*Provided records*:
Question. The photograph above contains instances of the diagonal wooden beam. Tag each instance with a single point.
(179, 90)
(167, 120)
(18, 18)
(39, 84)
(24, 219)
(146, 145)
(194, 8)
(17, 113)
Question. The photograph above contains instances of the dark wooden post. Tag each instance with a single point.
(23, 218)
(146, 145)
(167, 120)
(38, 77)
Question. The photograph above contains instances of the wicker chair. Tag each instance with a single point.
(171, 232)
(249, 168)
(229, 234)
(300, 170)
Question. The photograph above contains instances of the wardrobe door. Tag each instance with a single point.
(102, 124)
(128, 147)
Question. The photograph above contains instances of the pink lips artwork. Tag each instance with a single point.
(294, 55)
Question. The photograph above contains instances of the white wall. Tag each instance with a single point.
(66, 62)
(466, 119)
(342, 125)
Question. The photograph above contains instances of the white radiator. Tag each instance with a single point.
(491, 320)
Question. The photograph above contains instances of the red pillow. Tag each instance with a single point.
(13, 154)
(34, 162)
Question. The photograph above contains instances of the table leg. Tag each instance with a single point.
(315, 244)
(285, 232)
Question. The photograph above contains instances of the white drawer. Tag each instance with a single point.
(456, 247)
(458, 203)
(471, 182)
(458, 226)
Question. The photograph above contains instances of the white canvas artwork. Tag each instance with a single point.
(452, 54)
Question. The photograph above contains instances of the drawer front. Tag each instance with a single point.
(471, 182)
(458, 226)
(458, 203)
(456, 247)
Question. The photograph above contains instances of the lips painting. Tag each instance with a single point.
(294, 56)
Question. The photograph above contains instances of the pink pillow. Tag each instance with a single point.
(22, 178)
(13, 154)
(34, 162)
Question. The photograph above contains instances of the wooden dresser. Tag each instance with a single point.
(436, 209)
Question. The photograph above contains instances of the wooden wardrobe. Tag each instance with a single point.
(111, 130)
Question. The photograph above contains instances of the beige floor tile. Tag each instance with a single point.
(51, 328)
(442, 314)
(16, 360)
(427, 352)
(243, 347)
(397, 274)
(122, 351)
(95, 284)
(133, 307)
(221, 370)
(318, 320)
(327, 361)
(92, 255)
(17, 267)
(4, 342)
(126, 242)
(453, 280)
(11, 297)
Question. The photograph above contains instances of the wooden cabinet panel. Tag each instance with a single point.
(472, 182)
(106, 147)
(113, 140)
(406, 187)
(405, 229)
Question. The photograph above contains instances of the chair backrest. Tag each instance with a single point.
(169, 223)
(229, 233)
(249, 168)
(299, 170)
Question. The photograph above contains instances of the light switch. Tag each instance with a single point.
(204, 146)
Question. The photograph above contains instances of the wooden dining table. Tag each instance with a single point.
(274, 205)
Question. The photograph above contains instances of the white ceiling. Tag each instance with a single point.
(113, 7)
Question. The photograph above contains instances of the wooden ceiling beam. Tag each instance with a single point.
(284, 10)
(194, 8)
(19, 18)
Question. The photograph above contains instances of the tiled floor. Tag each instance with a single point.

*Task statement*: Quote all of the entries exactly as they appear.

*Written response*:
Question. The photograph above contains instances of the diagonal wooden beam. Tag each instance with a single point.
(179, 90)
(167, 120)
(18, 18)
(39, 84)
(24, 219)
(146, 145)
(194, 8)
(17, 113)
Question. The photograph above contains instances of the dark wooden post. Tag each instance with a single point.
(23, 218)
(146, 145)
(167, 120)
(38, 77)
Question. The photograph above contains instances of the wicker chair. Tag each instance with a single point.
(171, 232)
(249, 168)
(229, 234)
(300, 170)
Question. The photograph above contains instances of the wardrobe door. Tag each instance with a single point.
(102, 124)
(128, 147)
Question. The photograph above contains instances of the pink lips artwork. Tag each instance with a single point.
(294, 55)
Question. The photograph above contains instances of the white wall. Tag each instance with a single point.
(66, 62)
(466, 119)
(342, 125)
Question. The photograph above contains instances of the white radiator. Tag each instance with a single point.
(491, 320)
Question. The photograph above contains instances of the red pillow. Tag each instance with a single point.
(13, 154)
(34, 162)
Question. The photograph above contains instances of the table leg. Tag each instance with a single point.
(315, 244)
(285, 232)
Question. The photograph above contains instances of the white drawer. Tag each instance with a single point.
(456, 247)
(458, 203)
(471, 182)
(458, 226)
Question. The photograph above contains instances of the white canvas artwork. Tag each instance with a single point.
(452, 54)
Question. The photograph above contains instances of the drawer front. Tag each instance with a single point.
(471, 182)
(458, 226)
(458, 203)
(456, 247)
Question. The photograph above contains instances of the lips painting. Tag each instance with a single point.
(294, 56)
Question. The photograph above contains instances of the pink pillow. Tag each instance with a single point.
(22, 178)
(13, 154)
(34, 162)
Question. The photograph above contains instances of the wooden dresser. Tag each instance with a single point.
(436, 209)
Question. The photograph above contains instances of the wooden wardrobe. Tag each instance with a single point.
(111, 130)
Question. The photograph above contains instances of the beige floor tile. Tag each instance with a single point.
(51, 328)
(442, 314)
(16, 360)
(427, 352)
(243, 347)
(397, 274)
(122, 351)
(95, 284)
(133, 307)
(221, 370)
(318, 320)
(327, 361)
(92, 255)
(17, 267)
(4, 342)
(126, 242)
(453, 280)
(11, 297)
Question. The photograph above contains instances of the wooden cabinet panel. Tag each instance with a single point.
(472, 182)
(106, 147)
(113, 140)
(406, 187)
(405, 229)
Question. The photograph above contains instances of the chair backrest. Tag each instance with a single point.
(169, 223)
(229, 233)
(249, 168)
(299, 170)
Question. The photograph above contains instances of the light switch. Tag each instance with a single point.
(204, 146)
Question. The photograph above contains instances of the wooden dining table. Tag each instance with a single point.
(274, 205)
Question. The photograph above contains instances of the white ceiling. Tag each instance with a single point.
(113, 7)
Question. The photograph above contains instances of the wooden ceiling beam. Tag each instance with a single point.
(284, 10)
(194, 8)
(19, 18)
Question. The photograph above contains instances of the tiled floor. Tag each instance with a single point.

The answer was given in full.